▶ DOCUMENT SECTION
________________
West Texas Utilities Co. v. National Labor Rel. Bd.

Decision Date28 April 1953
Docket NumberNo. 10465.,10465.
Citation206 F.2d 442
PartiesWEST TEXAS UTILITIES CO., Inc. v. NATIONAL LABOR RELATIONS BOARD.
CourtU.S. Court of Appeals — District of Columbia Circuit

Winthrop A. Johns, Assistant General Counsel, National Labor Relations Board, Washington, D. C., for National Labor Relations Board.

Thurman Arnold, K. Norman Diamond, Washington, D. C., and Frank Cain, Dallas, Tex., for Price Campbell and West Texas Utilities Company, Inc.

Louis Sherman, Washington, D. C., for intervenor, International Brotherhood of Electrical Workers, Local Unions No. 898, 920 and 1044, AFL.

Before EDGERTON, WILBUR K. MILLER and BAZELON, Circuit Judges.

Writ of Certiorari Denied October 19, 1953. See 74 S.Ct. 70.

BAZELON, Circuit Judge.

Voluminous pleadings supported by affidavits and argument trace the long trail which led an unhappy labor-management relationship to these civil contempt proceedings against the employer, West Texas Utilities Company, Inc., and Price Campbell, its President1 (respondents). The trail reaches back almost seven years to 1946 when the National Labor Relations Board, pursuant to an election, certified the International Brotherhood of Electrical Workers, Locals No. 898, 920, and 1044, AFL, (the Union) as the exclusive bargaining representative for a unit comprising some 276 of the Company's employees. On July 10, 1950, this court affirmed a Board determination that the Company had refused, in violation of § 8(a) (5) of the Labor Management Relations Act, to bargain collectively with the Union.2 Our decree dated July 24, 1950 enforcing the Board's order was issued on June 5, 19513 and directed the Company and its officers to

"1. Cease and desist from:
"(a) Refusing to bargain collectively with International Brotherhood of Electrical Workers, Locals No. 898, 920, and 1044, AFL, as the exclusive representative of all employees in the appropriate unit involved here * * *; and
"(b) Interfering in any other manner with the efforts of the Union to bargain collectively on behalf of the employees in the * * * bargaining unit.
________________
▶ EXTRACTED RECORDS
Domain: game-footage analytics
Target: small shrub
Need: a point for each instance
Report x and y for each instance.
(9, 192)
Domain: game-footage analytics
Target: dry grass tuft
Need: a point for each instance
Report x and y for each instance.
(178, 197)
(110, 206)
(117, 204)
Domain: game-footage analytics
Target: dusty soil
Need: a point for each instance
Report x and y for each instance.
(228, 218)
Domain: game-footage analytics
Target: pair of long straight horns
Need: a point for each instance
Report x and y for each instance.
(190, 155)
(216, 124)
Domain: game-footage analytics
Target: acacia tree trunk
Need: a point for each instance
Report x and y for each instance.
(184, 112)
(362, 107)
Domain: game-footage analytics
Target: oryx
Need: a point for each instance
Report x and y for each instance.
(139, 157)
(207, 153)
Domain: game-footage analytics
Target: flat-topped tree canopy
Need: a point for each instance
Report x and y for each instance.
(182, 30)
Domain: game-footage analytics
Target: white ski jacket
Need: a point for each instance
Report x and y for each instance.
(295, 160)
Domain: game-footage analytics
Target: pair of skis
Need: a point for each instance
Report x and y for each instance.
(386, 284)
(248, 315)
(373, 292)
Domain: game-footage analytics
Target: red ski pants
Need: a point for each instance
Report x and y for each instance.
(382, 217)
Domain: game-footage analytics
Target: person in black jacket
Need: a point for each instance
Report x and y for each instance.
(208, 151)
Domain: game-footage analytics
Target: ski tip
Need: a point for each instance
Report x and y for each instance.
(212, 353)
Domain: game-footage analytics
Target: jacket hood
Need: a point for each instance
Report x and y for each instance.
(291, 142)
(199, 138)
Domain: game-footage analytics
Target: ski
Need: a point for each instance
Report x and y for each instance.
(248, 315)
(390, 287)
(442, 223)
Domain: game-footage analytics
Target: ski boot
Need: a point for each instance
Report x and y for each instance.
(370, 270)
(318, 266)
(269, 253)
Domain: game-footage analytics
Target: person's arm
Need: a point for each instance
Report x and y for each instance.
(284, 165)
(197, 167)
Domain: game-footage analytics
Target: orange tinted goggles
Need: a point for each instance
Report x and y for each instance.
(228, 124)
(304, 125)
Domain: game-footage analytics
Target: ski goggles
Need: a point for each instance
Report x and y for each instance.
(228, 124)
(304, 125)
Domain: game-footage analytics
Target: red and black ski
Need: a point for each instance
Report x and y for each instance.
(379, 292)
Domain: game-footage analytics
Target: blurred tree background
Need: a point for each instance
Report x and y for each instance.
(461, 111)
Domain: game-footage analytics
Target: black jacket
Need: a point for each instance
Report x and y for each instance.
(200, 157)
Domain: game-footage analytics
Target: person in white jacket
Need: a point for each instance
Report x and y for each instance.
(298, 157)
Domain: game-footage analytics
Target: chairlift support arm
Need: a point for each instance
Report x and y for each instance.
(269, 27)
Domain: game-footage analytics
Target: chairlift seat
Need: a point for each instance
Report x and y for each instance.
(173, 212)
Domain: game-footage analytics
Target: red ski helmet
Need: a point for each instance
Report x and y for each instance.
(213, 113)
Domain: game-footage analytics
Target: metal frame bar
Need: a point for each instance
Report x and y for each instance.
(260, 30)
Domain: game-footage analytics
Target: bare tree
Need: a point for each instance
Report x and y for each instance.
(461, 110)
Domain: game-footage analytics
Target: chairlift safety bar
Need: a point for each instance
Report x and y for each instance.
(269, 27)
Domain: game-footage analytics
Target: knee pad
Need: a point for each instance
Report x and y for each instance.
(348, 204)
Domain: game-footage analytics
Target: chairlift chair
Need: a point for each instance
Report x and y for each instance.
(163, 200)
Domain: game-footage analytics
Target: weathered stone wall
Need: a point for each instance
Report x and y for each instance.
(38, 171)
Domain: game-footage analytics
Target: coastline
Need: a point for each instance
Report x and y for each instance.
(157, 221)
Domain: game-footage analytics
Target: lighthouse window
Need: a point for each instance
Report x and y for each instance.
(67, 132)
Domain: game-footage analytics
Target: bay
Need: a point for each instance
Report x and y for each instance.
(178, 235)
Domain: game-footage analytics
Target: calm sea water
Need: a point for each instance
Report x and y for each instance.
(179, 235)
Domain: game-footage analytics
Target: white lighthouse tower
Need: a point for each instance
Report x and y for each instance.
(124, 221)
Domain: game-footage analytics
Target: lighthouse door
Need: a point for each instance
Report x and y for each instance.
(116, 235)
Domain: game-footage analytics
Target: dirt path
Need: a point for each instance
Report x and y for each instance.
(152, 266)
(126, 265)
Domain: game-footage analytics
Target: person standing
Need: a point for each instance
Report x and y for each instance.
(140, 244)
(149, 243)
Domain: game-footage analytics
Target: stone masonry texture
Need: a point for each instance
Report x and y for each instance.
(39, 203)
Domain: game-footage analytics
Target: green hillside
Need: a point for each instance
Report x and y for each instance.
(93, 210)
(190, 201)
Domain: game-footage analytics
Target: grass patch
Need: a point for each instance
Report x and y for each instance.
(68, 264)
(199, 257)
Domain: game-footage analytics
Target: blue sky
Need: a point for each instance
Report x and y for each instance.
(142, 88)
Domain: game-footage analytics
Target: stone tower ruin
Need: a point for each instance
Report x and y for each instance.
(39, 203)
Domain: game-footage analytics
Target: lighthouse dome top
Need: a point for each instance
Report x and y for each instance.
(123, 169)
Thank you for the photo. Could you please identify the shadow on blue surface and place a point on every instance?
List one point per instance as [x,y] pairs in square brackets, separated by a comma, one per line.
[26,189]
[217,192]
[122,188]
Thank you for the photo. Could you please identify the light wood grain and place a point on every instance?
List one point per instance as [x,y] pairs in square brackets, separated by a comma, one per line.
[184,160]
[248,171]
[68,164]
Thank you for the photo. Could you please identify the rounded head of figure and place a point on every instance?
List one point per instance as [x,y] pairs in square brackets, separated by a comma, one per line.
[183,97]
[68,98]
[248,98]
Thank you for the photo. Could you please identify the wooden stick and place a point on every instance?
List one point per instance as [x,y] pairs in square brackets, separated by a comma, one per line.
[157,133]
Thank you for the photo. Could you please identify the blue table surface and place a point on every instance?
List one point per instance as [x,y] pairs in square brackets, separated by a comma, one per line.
________________
▶ TASK BRIEF
Answer these from the court opinion above:
(a) Which circuit judges heard the case?
(b) In what year did the National Labor Relations Board certify the Union as exclusive bargaining representative?
(c) Roughly how many of the Company's employees made up the bargaining unit?

▶ WRITTEN RESPONSE
(a) Edgerton, Wilbur K. Miller and Bazelon
(b) 1946
(c) Some 276